→ Assigned task
Once the line containing "Target: glass door" is found, return it and every line that follows, up to and including the final line of the material, exactly as written.

→ Input for this task
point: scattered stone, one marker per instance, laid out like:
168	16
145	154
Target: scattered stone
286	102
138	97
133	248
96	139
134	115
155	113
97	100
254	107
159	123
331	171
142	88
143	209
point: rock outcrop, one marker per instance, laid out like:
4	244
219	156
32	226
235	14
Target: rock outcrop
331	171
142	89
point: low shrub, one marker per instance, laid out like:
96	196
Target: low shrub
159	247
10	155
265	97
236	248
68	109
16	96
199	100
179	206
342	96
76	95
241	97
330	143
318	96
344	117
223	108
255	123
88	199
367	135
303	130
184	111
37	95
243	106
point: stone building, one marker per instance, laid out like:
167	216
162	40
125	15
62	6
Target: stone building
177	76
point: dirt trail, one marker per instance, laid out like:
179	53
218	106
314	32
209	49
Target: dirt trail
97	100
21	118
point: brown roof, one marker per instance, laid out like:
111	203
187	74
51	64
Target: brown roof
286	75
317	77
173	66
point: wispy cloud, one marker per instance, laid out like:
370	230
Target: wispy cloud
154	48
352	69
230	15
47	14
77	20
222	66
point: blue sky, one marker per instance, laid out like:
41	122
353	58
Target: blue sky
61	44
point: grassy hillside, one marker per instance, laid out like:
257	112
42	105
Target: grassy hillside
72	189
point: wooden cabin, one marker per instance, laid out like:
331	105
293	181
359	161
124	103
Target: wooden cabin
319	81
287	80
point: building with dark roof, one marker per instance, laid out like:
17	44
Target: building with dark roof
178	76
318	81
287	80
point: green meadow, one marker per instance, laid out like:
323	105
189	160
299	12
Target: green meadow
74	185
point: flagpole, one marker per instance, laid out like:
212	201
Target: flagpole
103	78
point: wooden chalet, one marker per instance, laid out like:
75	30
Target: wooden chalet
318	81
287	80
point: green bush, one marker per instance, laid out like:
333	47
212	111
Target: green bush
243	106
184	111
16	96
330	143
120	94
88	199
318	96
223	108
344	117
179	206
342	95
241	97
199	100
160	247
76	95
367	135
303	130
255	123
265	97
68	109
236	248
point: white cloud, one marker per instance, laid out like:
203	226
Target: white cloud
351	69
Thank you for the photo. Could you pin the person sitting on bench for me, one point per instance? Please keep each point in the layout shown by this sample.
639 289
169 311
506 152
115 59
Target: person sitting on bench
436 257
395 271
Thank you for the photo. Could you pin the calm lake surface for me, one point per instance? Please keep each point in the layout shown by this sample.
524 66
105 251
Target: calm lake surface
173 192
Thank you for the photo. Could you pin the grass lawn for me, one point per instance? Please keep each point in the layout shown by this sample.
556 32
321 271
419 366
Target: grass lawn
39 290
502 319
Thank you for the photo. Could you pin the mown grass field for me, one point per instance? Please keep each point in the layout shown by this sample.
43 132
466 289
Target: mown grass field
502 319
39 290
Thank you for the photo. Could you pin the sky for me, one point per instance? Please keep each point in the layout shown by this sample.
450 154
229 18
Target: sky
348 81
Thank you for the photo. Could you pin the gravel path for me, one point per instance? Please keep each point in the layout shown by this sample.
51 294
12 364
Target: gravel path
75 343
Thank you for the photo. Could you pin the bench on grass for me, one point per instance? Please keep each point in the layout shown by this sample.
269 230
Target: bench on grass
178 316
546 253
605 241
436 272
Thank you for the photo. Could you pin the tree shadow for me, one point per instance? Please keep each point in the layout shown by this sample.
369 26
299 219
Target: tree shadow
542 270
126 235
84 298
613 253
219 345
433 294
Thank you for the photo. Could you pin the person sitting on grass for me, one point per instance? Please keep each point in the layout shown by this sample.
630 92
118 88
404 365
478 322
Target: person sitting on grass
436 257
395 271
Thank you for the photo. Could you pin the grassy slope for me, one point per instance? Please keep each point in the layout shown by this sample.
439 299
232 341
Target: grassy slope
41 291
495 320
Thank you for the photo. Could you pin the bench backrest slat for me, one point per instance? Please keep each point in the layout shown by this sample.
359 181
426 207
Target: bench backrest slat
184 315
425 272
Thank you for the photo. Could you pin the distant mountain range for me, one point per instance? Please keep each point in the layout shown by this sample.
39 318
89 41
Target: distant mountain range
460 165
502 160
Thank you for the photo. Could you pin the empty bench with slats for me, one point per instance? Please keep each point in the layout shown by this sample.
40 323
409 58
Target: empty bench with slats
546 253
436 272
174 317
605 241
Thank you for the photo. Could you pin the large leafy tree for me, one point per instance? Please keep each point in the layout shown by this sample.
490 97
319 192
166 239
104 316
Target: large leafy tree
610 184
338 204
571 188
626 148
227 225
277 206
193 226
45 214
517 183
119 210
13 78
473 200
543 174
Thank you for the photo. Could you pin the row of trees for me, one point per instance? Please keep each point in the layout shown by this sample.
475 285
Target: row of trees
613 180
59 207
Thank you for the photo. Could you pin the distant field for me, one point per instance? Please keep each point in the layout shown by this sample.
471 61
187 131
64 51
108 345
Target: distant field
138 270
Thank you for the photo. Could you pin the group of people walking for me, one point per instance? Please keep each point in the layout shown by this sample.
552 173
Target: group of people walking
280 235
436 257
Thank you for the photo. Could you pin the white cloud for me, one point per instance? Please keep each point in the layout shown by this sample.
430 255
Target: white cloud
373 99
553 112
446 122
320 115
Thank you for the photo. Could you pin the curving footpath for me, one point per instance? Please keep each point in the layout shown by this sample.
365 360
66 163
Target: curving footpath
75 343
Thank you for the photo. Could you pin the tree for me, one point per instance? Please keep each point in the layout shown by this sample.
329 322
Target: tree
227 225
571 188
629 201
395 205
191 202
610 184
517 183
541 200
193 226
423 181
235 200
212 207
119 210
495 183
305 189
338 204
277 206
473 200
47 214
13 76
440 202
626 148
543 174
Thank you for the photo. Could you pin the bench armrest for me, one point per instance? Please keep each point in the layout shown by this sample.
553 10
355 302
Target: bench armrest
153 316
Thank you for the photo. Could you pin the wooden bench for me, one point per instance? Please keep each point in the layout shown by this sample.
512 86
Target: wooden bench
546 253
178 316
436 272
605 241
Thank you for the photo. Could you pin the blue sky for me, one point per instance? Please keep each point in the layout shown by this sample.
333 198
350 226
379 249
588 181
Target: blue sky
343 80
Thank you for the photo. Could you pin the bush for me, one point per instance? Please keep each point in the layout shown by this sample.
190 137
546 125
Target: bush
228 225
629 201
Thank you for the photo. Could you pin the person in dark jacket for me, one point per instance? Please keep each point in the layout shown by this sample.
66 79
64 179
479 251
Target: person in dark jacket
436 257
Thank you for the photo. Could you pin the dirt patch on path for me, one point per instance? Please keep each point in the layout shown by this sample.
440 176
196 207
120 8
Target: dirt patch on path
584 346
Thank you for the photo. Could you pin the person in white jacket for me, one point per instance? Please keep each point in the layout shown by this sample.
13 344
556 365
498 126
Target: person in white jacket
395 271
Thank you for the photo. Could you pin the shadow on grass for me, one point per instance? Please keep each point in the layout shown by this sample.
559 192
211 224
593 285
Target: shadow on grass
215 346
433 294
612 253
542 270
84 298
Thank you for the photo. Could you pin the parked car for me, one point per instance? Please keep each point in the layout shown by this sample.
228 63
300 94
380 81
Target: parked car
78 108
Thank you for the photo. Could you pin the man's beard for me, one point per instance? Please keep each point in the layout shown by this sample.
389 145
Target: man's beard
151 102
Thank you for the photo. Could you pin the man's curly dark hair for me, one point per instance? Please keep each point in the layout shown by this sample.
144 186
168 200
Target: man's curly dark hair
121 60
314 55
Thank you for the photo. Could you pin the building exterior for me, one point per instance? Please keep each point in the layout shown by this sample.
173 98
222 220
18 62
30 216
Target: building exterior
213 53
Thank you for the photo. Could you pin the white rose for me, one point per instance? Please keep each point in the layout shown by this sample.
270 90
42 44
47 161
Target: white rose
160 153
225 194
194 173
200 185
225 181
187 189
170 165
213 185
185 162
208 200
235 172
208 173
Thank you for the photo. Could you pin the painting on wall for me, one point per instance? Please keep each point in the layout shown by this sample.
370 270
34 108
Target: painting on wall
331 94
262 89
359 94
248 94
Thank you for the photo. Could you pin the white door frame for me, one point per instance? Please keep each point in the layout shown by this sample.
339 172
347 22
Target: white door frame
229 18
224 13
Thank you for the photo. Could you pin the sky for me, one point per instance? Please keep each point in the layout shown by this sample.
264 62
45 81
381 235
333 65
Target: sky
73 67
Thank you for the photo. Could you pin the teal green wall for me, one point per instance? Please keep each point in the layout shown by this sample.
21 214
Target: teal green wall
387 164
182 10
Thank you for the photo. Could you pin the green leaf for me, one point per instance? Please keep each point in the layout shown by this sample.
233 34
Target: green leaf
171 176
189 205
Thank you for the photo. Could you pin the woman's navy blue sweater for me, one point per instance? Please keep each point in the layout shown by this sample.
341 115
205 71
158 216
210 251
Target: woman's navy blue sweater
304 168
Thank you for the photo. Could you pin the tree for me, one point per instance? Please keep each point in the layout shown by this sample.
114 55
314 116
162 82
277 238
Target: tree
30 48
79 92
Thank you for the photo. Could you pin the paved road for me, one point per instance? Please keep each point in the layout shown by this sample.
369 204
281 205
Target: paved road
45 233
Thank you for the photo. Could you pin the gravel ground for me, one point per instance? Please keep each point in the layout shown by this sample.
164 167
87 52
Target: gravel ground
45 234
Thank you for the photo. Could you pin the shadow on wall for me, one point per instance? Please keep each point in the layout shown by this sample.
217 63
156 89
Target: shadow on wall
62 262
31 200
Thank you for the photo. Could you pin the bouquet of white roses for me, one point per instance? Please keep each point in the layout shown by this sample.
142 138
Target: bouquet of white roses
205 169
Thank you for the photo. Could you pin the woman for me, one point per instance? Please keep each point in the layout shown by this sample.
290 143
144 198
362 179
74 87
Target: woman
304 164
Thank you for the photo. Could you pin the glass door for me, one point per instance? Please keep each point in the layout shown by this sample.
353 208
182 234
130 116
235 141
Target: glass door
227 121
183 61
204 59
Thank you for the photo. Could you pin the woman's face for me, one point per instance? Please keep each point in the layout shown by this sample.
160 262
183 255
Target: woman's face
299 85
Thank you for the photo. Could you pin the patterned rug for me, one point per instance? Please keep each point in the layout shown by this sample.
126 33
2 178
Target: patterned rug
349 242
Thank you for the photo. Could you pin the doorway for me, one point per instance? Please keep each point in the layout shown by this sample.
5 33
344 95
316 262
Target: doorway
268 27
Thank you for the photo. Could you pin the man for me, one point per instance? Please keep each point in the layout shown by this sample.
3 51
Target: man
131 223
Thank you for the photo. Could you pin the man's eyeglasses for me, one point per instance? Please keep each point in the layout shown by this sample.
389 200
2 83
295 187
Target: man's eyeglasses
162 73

→ Output of the task
Target: glass door
227 121
183 61
204 59
Thank you for the photo. Could you pin the woman's face for me, one point per instance? Please keep each point in the layout shown by this sample.
160 262
183 255
Target: woman's face
299 85
Thank you for the photo. Could you pin the patterned rug for me, one point per instance? Please keep each point in the layout shown by this sample.
126 33
2 178
Target: patterned rug
349 242
Thank you for the photo. Could you pin the doorway for me, one point per instance? Please keep each point in the layout shown by this sample.
5 33
344 95
316 262
Target: doorway
268 27
Thank you for the photo. Could you pin the man for me, one point per instance? Please keep each point in the layout shown by this sample.
3 51
Target: man
131 223
Thank you for the photo. Could you pin the man's eyeglasses for me, one point per instance? Please keep each point in the layout shown by this sample.
389 200
2 83
295 187
Target: man's eyeglasses
162 73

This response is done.